[Bir veri kümesinden girdiler]
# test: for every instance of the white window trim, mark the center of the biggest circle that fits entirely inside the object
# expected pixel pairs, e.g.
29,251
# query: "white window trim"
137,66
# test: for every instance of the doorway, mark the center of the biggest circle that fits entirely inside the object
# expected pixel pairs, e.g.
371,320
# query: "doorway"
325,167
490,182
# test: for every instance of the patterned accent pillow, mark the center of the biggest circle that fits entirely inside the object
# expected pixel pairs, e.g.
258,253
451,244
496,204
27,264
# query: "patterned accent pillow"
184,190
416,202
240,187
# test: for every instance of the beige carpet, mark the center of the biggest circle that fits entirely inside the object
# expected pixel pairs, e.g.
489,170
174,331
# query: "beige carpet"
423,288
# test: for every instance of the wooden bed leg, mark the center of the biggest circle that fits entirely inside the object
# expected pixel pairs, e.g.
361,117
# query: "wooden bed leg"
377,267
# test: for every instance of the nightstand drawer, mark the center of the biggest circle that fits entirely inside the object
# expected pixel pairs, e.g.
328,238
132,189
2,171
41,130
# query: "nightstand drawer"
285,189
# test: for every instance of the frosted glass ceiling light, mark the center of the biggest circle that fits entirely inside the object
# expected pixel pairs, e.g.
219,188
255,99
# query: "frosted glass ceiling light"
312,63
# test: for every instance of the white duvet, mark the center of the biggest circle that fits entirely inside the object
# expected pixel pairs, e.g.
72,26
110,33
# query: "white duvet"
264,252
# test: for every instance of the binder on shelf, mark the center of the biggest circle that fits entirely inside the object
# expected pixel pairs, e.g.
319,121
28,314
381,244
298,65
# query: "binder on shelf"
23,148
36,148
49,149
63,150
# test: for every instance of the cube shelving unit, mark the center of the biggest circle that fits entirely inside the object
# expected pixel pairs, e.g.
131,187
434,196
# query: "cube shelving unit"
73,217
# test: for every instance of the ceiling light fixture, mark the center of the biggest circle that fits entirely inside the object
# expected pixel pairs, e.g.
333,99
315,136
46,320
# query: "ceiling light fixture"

[Yapılacak iş] Girdileri güncelleyin: "expected pixel pairs" ifadesinin geçtiği her yere "reference pixel pairs" yazın. Satırların geri kalanı olduğu gibi kalmalıdır.

[Tamamlanan görev]
# test: for every instance of the white window trim, mark the center of the biggest circle that fits entirely inside the object
# reference pixel pairs, e.g.
29,251
# query: "white window trim"
137,66
# test: for every instance of the doorway, mark the center of the biggest circle that fits entirely inside the object
# reference pixel pairs, e.g.
371,320
# query: "doorway"
325,167
490,182
# test: for every instance of the patterned accent pillow, mark the center of the biggest circle that fits entirely inside the object
# reference pixel pairs, e.g.
258,253
451,244
496,204
27,264
# query: "patterned accent pillow"
184,190
416,202
240,187
# test: for every instance of the beige carpet, mark the center of the biggest circle that fits entirely inside the object
# reference pixel pairs, e.g.
489,170
174,331
# query: "beige carpet"
423,288
# test: for every instance of the wooden bed leg, mark the center of the biggest circle that fits entirely inside the object
# reference pixel pairs, e.g.
361,117
# query: "wooden bed leg"
377,267
# test: for every instance of the nightstand drawer, mark the center of the biggest circle that fits entirely inside the object
# reference pixel pairs, e.g.
328,238
132,189
2,171
41,130
# query: "nightstand drawer"
285,189
# test: for every instance of the frosted glass ceiling light, mark the center of the biggest circle that fits entirely inside the object
# reference pixel pairs, e.g.
219,188
255,99
# query: "frosted glass ceiling light"
312,63
# test: for every instance of the white duvet, mark the center of the biggest circle that fits entirely inside the object
# reference pixel pairs, e.g.
72,26
110,33
# query: "white duvet"
264,252
# test: for every instance of the binder on shelf, mark the center of the biggest circle that fits entirely inside the object
# reference pixel pairs, e.g.
319,121
28,314
381,244
298,65
# query: "binder on shelf"
23,148
36,148
49,149
63,150
# test: for every instance of the cube shelving unit, mark the center of the biggest circle that fits entirely inside the object
# reference pixel pairs, e.g.
131,187
434,196
# query: "cube shelving unit"
73,217
# test: for every instance of the ceiling light fixture, mark the center of the biggest circle that fits entirely inside the object
# reference pixel pairs, e.g.
333,99
315,136
46,320
# query: "ceiling light fixture"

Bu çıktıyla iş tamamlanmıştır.